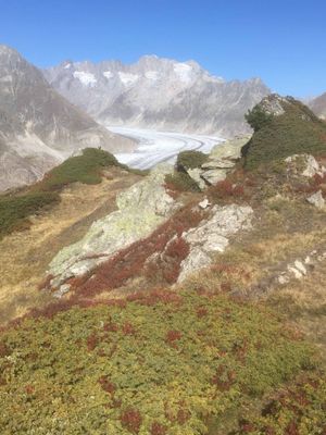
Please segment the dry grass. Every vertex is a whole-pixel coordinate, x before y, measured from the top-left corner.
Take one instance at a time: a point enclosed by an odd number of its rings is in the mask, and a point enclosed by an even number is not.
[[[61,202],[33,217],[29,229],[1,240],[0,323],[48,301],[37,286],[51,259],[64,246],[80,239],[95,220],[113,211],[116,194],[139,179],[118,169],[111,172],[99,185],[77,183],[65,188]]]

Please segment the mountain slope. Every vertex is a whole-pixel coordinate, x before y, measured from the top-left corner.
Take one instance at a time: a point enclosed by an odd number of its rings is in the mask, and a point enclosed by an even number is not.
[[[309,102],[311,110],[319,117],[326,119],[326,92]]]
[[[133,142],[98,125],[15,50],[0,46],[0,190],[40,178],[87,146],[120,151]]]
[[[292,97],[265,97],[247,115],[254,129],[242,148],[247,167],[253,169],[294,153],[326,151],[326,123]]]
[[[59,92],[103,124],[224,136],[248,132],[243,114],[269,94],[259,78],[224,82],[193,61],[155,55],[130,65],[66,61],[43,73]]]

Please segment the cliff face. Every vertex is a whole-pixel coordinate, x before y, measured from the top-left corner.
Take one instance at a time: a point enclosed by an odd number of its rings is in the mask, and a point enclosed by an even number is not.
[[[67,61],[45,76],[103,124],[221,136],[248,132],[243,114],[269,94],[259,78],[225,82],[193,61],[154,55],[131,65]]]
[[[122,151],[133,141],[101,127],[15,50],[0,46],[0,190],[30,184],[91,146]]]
==*==
▶ [目標]:
上の項目をすべて、列名を「テキスト」と「回答」とする2列のCSVに書き直してください。1項目につき1行とし、テキストと回答はそれぞれ引用符で囲んだ1つのフィールドに入れて改行を空白に置き換え、画像は含めないでください。

▶ [解答]:
テキスト,回答
"Please segment the dry grass. Every vertex is a whole-pixel coordinate, x before y, measured from the top-left corner. Take one instance at a time: a point enclosed by an odd number of its rings is in the mask, and a point enclosed by an even number is not.","[[[61,202],[33,217],[29,229],[1,240],[0,323],[48,301],[37,286],[51,259],[64,246],[80,239],[95,220],[113,211],[116,194],[139,179],[118,169],[111,172],[99,185],[77,183],[65,188]]]"
"Please segment the mountain slope. Every vertex is a whole-pixel coordinate, x before y, measured from the top-left corner. Take one instance at a time: a point enclosed by an odd number of its rings is in the mask, and a point enclosed by an even number is not.","[[[309,102],[311,110],[319,117],[326,119],[326,92]]] [[[133,142],[98,125],[15,50],[0,46],[0,190],[40,178],[87,146],[120,151]]] [[[292,97],[265,97],[247,115],[254,129],[242,148],[247,167],[253,169],[294,153],[326,151],[326,123]]] [[[59,92],[103,124],[224,136],[248,132],[243,114],[269,94],[259,78],[224,82],[193,61],[155,55],[130,65],[66,61],[43,73]]]"
"Please segment the cliff face. Every vertex is a whole-pixel coordinate, x before y, measured from the top-left corner. Take one instance at a time: a point enclosed by an odd number of its rings is in the mask, and a point enclosed by an even number is not.","[[[67,61],[45,76],[103,124],[221,136],[248,132],[243,114],[269,94],[259,78],[225,82],[193,61],[154,55],[131,65]]] [[[122,151],[133,141],[101,127],[15,50],[0,46],[0,190],[30,184],[91,146]]]"